In the attack in Ansbach, a town about 209 kilometers (130 miles) north of Munich, the Bavarian interior minister, Joachim Hermann, said the killer had been refused asylum a year ago but had not been deported. He said a terror motive could not be ruled out, as the backpack he carried contained pieces of metal.
The attacker had attempted to enter an open-air music festival in the town, but had been denied entry. He then set off his explosive device in a backpack, which contained metal shards to cause maximum damage, police said. There were conflicting reports over whether the attack had been inspired or planned by the Islamic State.
Initially, the local prosecutor’s office said there was no evidence of a link to IS. But later Monday morning, Mr. Hermann seemed to qualify his earlier comments, saying: “My personal opinion is that I think it could be possible that this was a real Islamic terror suicide attack.”
Mr. Hermann said the bomber had tried to commit suicide twice before and had received psychiatric treatment in Ansbach, a town of about 40,000 people.

Provided information
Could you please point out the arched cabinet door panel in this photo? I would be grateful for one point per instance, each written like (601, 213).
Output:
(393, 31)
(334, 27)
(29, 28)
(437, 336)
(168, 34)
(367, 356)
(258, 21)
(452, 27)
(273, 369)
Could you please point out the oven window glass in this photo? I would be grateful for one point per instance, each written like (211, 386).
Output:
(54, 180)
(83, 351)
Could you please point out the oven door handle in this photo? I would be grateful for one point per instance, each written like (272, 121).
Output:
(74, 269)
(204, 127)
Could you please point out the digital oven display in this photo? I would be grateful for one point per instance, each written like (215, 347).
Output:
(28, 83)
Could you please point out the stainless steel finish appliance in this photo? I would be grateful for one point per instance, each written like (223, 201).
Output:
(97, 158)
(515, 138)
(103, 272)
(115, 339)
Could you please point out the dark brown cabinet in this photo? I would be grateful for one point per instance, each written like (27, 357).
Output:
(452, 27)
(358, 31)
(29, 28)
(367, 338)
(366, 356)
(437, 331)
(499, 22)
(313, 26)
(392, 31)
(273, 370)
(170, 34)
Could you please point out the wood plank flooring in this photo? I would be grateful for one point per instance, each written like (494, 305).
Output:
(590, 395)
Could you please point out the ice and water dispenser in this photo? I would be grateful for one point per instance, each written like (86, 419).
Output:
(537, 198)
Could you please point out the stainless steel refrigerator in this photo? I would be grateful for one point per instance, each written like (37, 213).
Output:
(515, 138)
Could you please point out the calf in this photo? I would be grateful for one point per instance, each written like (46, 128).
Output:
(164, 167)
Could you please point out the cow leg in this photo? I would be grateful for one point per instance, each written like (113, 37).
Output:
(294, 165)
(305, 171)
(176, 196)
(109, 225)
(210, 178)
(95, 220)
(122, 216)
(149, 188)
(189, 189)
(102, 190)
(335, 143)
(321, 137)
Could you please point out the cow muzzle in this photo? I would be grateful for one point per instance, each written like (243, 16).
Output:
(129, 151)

Work task 1
Do these statements agree with the passage on the Ansbach attack? For each, answer yes or no and quote the deciding words of the passage.
(a) The attacker was admitted to the open-air music festival.
(b) The Bavarian interior minister said the killer had been refused asylum a year ago.
(c) Ansbach has about 40,000 people.
Work task 2
Rewrite everything from "The attacker had" down to "the Islamic State." in the passage on the Ansbach attack, swapping "festival" for "concert".

Task response 1
(a) No: "but had been denied entry."
(b) Yes: "the killer had been refused asylum a year ago"
(c) Yes: "a town of about 40,000 people"

Task response 2
The attacker had attempted to enter an open-air music concert in the town, but had been denied entry. He then set off his explosive device in a backpack, which contained metal shards to cause maximum damage, police said. There were conflicting reports over whether the attack had been inspired or planned by the Islamic State.